• Brief: Could you restate the whole listing word for word?
#### Provided entries
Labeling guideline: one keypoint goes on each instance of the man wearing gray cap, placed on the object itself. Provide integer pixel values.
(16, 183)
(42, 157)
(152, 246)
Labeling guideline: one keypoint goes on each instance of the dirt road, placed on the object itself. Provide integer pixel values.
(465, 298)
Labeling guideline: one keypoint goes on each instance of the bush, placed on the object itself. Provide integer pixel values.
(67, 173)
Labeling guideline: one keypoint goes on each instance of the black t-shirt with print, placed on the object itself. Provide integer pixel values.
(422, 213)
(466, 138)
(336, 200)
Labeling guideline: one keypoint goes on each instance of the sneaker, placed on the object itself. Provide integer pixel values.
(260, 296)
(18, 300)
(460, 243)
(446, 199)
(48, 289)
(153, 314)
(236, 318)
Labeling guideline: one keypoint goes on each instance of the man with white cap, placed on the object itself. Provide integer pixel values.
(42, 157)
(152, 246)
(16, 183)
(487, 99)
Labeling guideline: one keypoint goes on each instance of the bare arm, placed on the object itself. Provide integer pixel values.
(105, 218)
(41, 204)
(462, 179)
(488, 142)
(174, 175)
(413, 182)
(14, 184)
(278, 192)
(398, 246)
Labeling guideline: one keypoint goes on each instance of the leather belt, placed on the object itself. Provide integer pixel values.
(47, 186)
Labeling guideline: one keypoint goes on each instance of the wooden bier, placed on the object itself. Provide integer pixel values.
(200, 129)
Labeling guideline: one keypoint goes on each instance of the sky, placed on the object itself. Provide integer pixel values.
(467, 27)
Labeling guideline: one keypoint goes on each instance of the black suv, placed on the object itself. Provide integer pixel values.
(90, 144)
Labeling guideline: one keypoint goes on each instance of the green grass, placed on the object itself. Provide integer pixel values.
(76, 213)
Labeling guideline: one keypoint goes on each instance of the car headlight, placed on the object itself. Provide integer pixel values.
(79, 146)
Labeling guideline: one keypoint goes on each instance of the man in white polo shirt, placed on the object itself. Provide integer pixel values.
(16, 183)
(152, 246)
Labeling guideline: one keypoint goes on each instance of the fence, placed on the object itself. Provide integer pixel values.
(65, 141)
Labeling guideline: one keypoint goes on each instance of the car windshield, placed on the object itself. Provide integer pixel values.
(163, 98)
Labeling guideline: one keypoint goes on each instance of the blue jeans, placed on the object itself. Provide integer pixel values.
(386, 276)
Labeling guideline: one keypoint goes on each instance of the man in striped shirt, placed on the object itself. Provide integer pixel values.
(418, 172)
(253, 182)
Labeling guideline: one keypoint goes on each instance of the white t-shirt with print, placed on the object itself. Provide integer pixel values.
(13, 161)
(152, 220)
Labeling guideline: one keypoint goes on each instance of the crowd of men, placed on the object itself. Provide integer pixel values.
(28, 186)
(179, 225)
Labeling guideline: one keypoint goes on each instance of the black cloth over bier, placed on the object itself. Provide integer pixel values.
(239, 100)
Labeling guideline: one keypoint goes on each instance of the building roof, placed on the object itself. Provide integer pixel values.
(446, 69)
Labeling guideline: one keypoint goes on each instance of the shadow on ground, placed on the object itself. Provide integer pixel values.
########
• Problem solution:
Labeling guideline: one keypoint goes on each instance of the man wearing gray cap, placed on the object itself. Provide integer pixel values.
(16, 183)
(42, 157)
(152, 246)
Labeling guideline: one keypoint goes on each instance of the dirt road, placed on the object itself. Provide integer pixel values.
(465, 298)
Labeling guideline: one keypoint goes on each instance of the bush, placed on the object itself. Provide integer pixel values.
(67, 173)
Labeling guideline: one keypoint goes on each instance of the black t-shirt with print, placed on the object itself. Provide integer pixel values.
(422, 213)
(466, 138)
(336, 200)
Labeling guideline: one keypoint goes on each instance of the sneaker, placed on the object itself. Provide integer pixel values.
(260, 296)
(18, 300)
(460, 243)
(446, 199)
(48, 289)
(153, 314)
(236, 318)
Labeling guideline: one keypoint goes on each instance of the man with white cap, placed on the object itself. Provide integer pixel values.
(42, 157)
(152, 246)
(16, 183)
(487, 99)
Labeling guideline: one keypoint goes on each instance of the bare arm, placed on the object itself. Provide integer pixel values.
(105, 218)
(41, 204)
(462, 179)
(488, 142)
(174, 175)
(413, 182)
(14, 184)
(278, 192)
(398, 246)
Labeling guideline: one keypoint goes on each instance of the leather belt, placed on the object itself. Provide integer pixel values.
(47, 186)
Labeling guideline: one keypoint goes on each instance of the wooden bier, placed on the object itself. Provide integer pixel values.
(200, 129)
Labeling guideline: one keypoint goes on each instance of the sky, placed on the object itself. Provide integer pixel values.
(467, 27)
Labeling guideline: one keypoint goes on each instance of the black suv, placed on the object itself. Provide integer pixel values.
(90, 144)
Labeling guideline: one keypoint goes on each instance of the green grass, placed on the object itself. Provide integer pixel values.
(76, 213)
Labeling guideline: one keypoint goes on each instance of the car headlight, placed on the object itself. Provide integer pixel values.
(79, 146)
Labeling guideline: one keypoint goes on each instance of the man in white polo shirt, placed on the object itself. Provide integer pixel values.
(16, 183)
(152, 246)
Labeling guideline: one keypoint goes on each instance of the fence, placed on the object itself. Provide integer pixel values.
(65, 141)
Labeling guideline: one keypoint goes on each instance of the car windshield, placed on the object itself. Provide integer pixel values.
(163, 98)
Labeling guideline: one keypoint goes on each instance of the blue jeans, placed on the object itself. Provide integer pixel values.
(386, 276)
Labeling guideline: one keypoint goes on each instance of the man in striped shirt, placed on the object itself. Provide integer pixel values.
(418, 172)
(253, 182)
Labeling guideline: one keypoint goes on each instance of the white t-shirt with print, placed on the object itself. Provide integer pixel values.
(13, 161)
(152, 220)
Labeling guideline: one keypoint goes on each instance of the crowd of men, placed on the object itself. Provide integer pixel values.
(28, 186)
(179, 225)
Labeling guideline: one keypoint goes on each instance of the black cloth over bier, placed on the object itself. Provide integer pixel values.
(239, 100)
Labeling guideline: one keypoint goes on each instance of the building roof, placed on the object itself. Provide integer pixel values.
(446, 69)
Labeling guideline: one keypoint goes on each instance of the shadow on ground, placed on the object itself. Provide integer pixel values.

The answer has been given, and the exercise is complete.